**Check your understanding**
1 > According to the passage on bird feathers, what usually produces green in feathers?
2 > Carry on the passage on bird feathers, starting after its final sentence.

+++ Document excerpt

The shingle-like lay of the feathers is directed from the head toward the tail, thus reducing to a minimum the air resistance offered by the plumage. This orientation of the feathers also makes possible the retention under the feathers of a layer of warmed air next to the skin during rapid flight, which would be blown away if the feathers were arranged in any other fashion.

The remarkably varied colors of feathers are due to one or both of two factors, namely, chemical pigments and the physical arrangement of the elements making up the feathers. The reds, yellows, and blacks are due to pigments. The whites, blues, and iridescent colors are structural colors. The greens are usually due to a structural blue combined with a pigment yellow.

Pigments are deposited mostly in the exposed parts of feathers and only during the period of their growth. After feathers have become differentiated lifeless structures there is no way to add pigment granules to them, so that further change in color of plumage can then only occur in one of three ways, by fading of the pigment already in the feathers, by the wearing away of the particolored feather tips, or by complete ecdysis of old feathers and their replacement by new ones.

++++++
+++ Supplied information

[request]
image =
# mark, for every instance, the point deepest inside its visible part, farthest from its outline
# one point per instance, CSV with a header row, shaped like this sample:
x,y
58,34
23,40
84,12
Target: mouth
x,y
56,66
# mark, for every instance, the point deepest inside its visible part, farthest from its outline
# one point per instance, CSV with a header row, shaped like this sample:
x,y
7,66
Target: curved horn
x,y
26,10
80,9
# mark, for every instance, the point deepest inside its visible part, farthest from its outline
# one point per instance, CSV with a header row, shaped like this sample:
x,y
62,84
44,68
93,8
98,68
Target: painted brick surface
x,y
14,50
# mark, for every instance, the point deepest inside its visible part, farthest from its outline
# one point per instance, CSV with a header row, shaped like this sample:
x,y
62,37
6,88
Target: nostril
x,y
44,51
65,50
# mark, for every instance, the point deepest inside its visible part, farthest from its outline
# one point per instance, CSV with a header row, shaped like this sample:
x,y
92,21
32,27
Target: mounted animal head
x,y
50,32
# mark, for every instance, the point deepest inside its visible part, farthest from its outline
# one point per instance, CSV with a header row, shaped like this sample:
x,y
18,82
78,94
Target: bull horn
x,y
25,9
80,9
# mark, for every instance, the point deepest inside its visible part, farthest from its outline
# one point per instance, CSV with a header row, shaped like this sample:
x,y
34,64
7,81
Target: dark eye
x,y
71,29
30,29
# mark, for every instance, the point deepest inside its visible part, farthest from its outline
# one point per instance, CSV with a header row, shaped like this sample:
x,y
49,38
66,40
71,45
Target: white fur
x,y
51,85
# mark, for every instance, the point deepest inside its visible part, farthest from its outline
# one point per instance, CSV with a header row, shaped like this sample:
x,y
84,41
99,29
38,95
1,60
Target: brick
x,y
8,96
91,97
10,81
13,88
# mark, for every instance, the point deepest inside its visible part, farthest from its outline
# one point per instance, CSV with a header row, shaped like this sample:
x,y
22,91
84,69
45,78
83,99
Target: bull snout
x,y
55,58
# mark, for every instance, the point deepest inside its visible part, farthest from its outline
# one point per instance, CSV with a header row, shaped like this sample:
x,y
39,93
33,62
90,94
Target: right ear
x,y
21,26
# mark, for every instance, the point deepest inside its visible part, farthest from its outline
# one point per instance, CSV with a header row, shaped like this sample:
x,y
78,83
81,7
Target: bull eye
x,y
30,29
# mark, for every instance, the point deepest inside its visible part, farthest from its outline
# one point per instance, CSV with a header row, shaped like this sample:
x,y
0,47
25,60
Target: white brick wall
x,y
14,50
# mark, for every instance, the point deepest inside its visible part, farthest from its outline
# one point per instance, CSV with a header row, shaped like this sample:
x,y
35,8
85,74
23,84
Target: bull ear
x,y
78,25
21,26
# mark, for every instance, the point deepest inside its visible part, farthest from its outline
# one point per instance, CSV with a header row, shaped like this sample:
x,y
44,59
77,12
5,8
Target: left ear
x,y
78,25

++++++

**Exercise results**
1 > A structural blue combined with a pigment yellow.

2 >
A feather appears white if no pigment is present and the polygonal cells of the barbs and barbules break up the light and reflect all wave lengths equally.

The blue color of feathers is of the type known as Tyndall blue. Many years ago Tyndall showed that the sky appears blue because minute suspended particles of dust, water, and the like scatter the short, blue waves of light while permitting the longer, red waves to pass through. Therefore, when we see light reflected from these particles or from similar suspended particles in any turbid medium (e.g., skimmed milk), we see the blue wave lengths. On the other hand, if we look at the turbid medium using only light which is transmitted through it, the material appears reddish because the short, blue waves have been scattered and the longer, red waves transmitted. The blue color of feathers is localized in the layer of cells which is just beneath the outer sheath of the barbs. Minute pores in the walls of these cells bring about the scattering of the blue wave lengths while transmitting the longer ones. As we ordinarily see feathers by reflected light, any area which brings about this scattering will appear blue.

In almost every case green feathers exhibit the same structural features as blue ones but have, in addition, a yellow pigment in the outer sheath of the barbs, the combination of the two colors producing green. A green copper pigment has, however, been extracted from the feathers of the West African “turacou,” Turacus.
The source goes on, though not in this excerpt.